**Arbeitsanweisungen**.
**a.** In welchem Land ist die Milosviper laut dem Textauszug heimisch?
**b.** Schreib aus dem Textauszug über die Milosviper alles von „Das Gift der“ bis hinunter zu „(Bild: Thomas Lindner)“ noch einmal ab und benenne dabei „Milosviper“ in „Kykladenviper“ um.

**Vorliegender Textauszug**.
▶

Im Vergleich zu den Giftcocktails tropischer Schlangen sind die Gifte europäischer Tiere deutlich weniger erforscht. Nun haben Forschende in Deutschland den Giftcocktail der in Griechenland heimischen Milosviper entschlüsselt. Deren Gift enthält auch Wirkstoffe, die künftig gegen bakterielle Krankheitserreger eingesetzt werden könnten.
Das Gift der Milosviper (Macrovipera schweizeri), hier ein ausgewachsenes Tier auf der Insel Milos, wurde erstmals aufgeschlüsselt. (Bild: Thomas Lindner)

Im Vergleich zu den Giftcocktails tropischer Schlangen sind die Gifte europäischer Tiere deutlich weniger erforscht. Nun haben Forschende in Deutschland den Giftcocktail der in Griechenland heimischen Milosviper entschlüsselt. Deren Gift enthält auch Wirkstoffe, die künftig gegen bakterielle Krankheitserreger eingesetzt werden könnten.

◀

**Datenteil**.
▶

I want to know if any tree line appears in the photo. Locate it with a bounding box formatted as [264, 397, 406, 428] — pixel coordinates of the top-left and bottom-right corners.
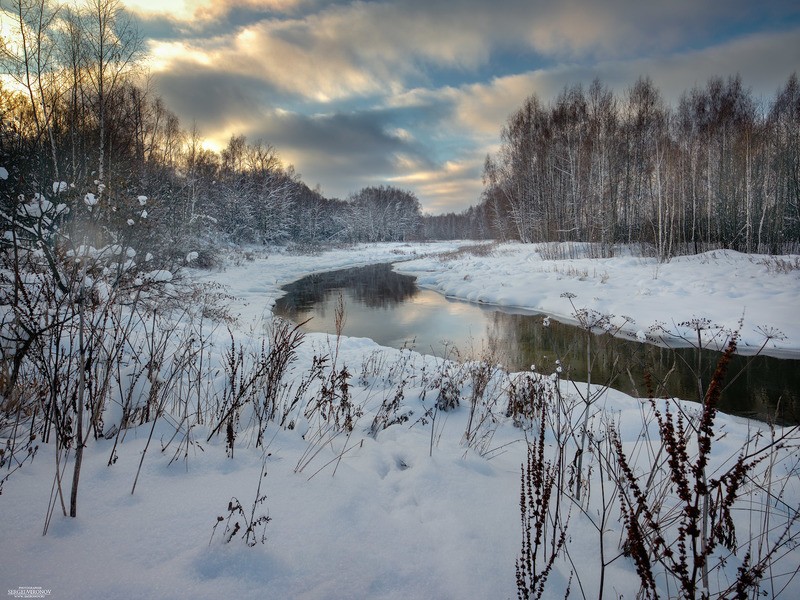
[0, 0, 446, 260]
[482, 74, 800, 260]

◀

**Lösungen je Aufgabe**.
**a.** In Griechenland.

**b.**
Das Gift der Kykladenviper (Macrovipera schweizeri), hier ein ausgewachsenes Tier auf der Insel Milos, wurde erstmals aufgeschlüsselt. (Bild: Thomas Lindner)